2 See Lauro’s (Citation2015) monograph, The Transatlantic Zombie, for a discussion of zombies as a representation of slavery and rebellions against it. Dendle (Citation2007, 47) argues that zombies are a product of America’s colonial occupation of Haiti between 1915 and 1934. Bishop (Citation2008) associates Vodou zombies with the American imperialist hegemony.

3 Bishop (Citation2006, 204) interprets George Romero’s Night of the Living Dead as a “metaphor for both the horrors of the Vietnam War and the civil inequality and unrest of the 1960s,” and he finds images of zombies were developed by the traumatic experiences of the Vietnam War.

4 According to Kapur and Wagner (Citation2011), neoliberalism has become a hegemonic order that produces global social conflicts, and they argue that current cinematic forms respond to tensions produced by neoliberalism. The book edited by Kapur and Wagner, Neoliberalism and Global Cinema, is helpful to understand the influence of neoliberalism in Asian cinematic visions, as it includes essays analyzing Asian films negotiating experiences of neoliberalism. For the relations between neoliberalism and global cinematic forms, see Kapur and Wagner (Citation2011, 1–16).

5 According to IMDb, during the 1970s, 35 zombie films were produced in North America.

6 Boon (Citation2011, 57–60) classifies zombies into nine categories: (1) zombie drone, (2) zombie ghoul, (3) tech zombie, (4) bio zombie, (5) zombie channel, (6) psychological zombie, (7) cultural zombie, (8) zombie ghost, and (9) zombie ruse.

7 Japanese horror movies have been well explored by Jay McRoy. Yet, his essay collection, Japanese Horror Cinema (Citation2005), which traces Japanese horror imagination from Noh and Kabuki to The Grudge, does not mention any zombie work.

8 For analysis of the effects of the Japanese asset bubble burst in the early 1990s, see an essay collection entitled, Japan’s Bubble, Deflation, and Long-term Stagnation, edited by Hamada, Kashyap, and Weinstein (Citation2010).

9 Stratton (Citation2011, 189) compares zombies with bare lives held in concentration camps. For Agamben’s definition of homo sacer and bare life, see Agamben (Citation1998, 1).

10 For statistical studies on clinical and socioeconomic effects of 2009 H1N1 pandemic outbreak, see Kim (Citation2016, 70–73).

11 For the film’s box office record, see “Train to Busan” in Box Office Mojo (IMDb Citation2018).

12 Song (Citation2006, 38) rightly observes that homelessness “provides an effective opportunity to understand the prevalence of neoliberalism in South Korea.”

13 In his forthcoming work, Wagner (Citation2019) points out that post-IMF Korea has produced disaster movies dealing with “family suffering and states of emergency for its citizens,” and Train is one of them. Interestingly, he claims that Train represents the society’s most recent traumas, including the Sewol ferry disaster in 2014, where more than three hundred people were killed.

14 See Jack’s (Citation2015, 1–2) opinion that the major reason for the MERS crisis was the Korean government’s faulty information as well as infection controls.

15 See Esposito’s (Citation2008, 45–77) concept of immunity, which is widely applicable to issues of immigration and disease control.

16 Elsewhere, Wagner (Citation2019) reads Train as “a family-rescue-drama-cum-zombie-survivalist-contamination-anti-neoliberal tale,” and he situates zombie films as a new subgenre of critical examinations of neoliberal social order in post-IMF Korea.

17 Marx (Citation1976, 233) defines capital as a “vampire” that lives by “sucking living labor.” For a reading of Marx’s Capital in terms of a Victorian monster story, see Kornbluh’s work (Citation2014, 113–136).

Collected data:
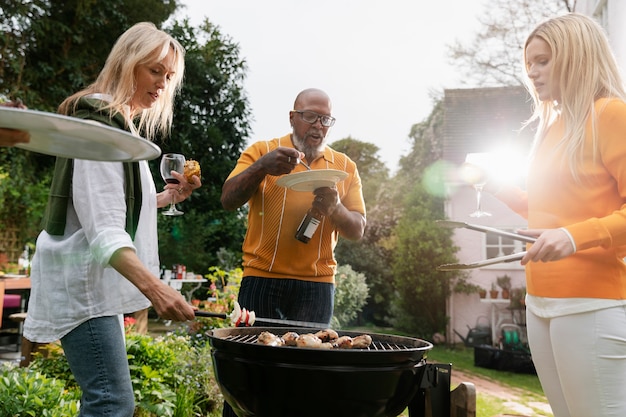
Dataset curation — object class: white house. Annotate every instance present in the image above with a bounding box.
[444,0,626,344]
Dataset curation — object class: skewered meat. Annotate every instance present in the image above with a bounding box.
[229,301,256,327]
[352,334,372,349]
[296,333,322,349]
[257,332,285,346]
[315,329,339,342]
[283,332,300,346]
[333,336,352,349]
[183,159,200,184]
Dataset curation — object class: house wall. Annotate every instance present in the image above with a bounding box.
[444,4,626,343]
[575,0,626,74]
[443,87,532,343]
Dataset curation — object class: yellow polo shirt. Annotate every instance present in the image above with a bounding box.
[227,134,365,283]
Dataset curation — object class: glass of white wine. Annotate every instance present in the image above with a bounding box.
[463,152,491,217]
[160,153,185,216]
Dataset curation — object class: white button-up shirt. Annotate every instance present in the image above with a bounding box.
[24,159,159,343]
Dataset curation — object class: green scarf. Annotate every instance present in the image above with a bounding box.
[42,98,142,240]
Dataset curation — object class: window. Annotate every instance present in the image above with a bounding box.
[485,228,526,259]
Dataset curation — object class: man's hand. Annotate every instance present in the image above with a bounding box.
[254,146,304,176]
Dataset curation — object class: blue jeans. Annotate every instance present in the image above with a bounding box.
[238,276,335,325]
[61,316,135,417]
[222,276,335,417]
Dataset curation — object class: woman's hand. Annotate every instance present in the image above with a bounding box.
[517,229,575,265]
[157,171,202,208]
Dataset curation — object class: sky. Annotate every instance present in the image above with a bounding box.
[176,0,484,173]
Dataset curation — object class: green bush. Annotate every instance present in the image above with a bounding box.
[20,331,223,417]
[331,265,369,329]
[0,365,80,417]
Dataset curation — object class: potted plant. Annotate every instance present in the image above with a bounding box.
[511,287,526,309]
[478,287,487,298]
[496,275,511,299]
[489,282,498,299]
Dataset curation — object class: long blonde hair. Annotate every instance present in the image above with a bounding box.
[524,13,626,179]
[58,22,185,140]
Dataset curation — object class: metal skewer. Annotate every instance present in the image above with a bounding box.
[195,310,328,329]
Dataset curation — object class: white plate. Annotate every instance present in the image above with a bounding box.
[276,169,348,191]
[0,106,161,161]
[0,274,28,279]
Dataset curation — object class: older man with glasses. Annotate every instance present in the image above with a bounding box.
[222,85,365,410]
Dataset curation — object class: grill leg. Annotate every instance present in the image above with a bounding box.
[450,382,476,417]
[408,364,452,417]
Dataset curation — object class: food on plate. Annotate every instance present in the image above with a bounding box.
[184,159,200,184]
[257,332,285,346]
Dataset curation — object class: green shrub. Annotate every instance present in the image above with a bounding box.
[331,265,369,329]
[25,332,223,417]
[0,365,80,417]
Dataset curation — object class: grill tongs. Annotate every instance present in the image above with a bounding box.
[437,220,537,271]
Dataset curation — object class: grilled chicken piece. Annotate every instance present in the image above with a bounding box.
[352,334,372,349]
[333,336,352,349]
[315,329,339,342]
[283,332,300,346]
[257,332,285,346]
[296,333,322,349]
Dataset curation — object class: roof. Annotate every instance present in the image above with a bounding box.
[443,87,533,164]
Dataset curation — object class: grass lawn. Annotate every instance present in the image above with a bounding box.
[346,328,552,417]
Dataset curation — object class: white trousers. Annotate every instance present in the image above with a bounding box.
[526,307,626,417]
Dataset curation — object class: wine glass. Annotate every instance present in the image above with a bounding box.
[160,153,185,216]
[463,152,491,217]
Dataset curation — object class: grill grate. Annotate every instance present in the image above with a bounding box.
[222,334,415,352]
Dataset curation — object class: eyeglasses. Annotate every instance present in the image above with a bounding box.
[292,110,335,127]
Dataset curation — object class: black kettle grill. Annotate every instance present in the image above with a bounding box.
[209,327,451,417]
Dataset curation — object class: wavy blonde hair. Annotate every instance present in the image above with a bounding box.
[58,22,185,140]
[524,13,626,179]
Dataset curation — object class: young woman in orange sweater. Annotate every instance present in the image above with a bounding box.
[496,13,626,417]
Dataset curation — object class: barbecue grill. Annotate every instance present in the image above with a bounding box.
[209,327,451,417]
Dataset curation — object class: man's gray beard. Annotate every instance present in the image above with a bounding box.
[291,132,326,164]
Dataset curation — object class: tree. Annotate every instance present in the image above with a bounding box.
[151,20,250,273]
[449,0,575,87]
[391,182,457,339]
[331,137,392,325]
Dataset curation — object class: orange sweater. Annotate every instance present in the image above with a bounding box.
[223,135,365,283]
[498,99,626,299]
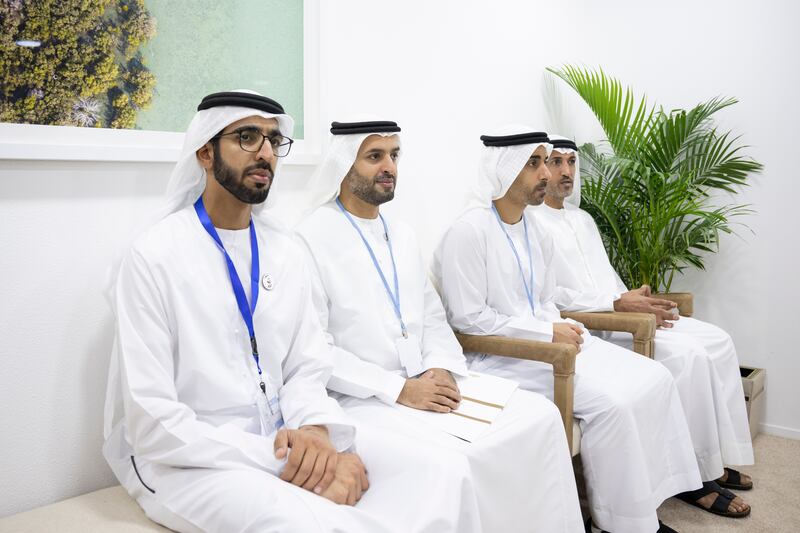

What is required
Translate this sentence from the zombie film endnotes into Spanish: "According to IMDb, during the 1970s, 35 zombie films were produced in North America." These items come from a source separate from the text.

Task answer
Según IMDb, durante la década de 1970 se produjeron 35 películas de zombis en Norteamérica.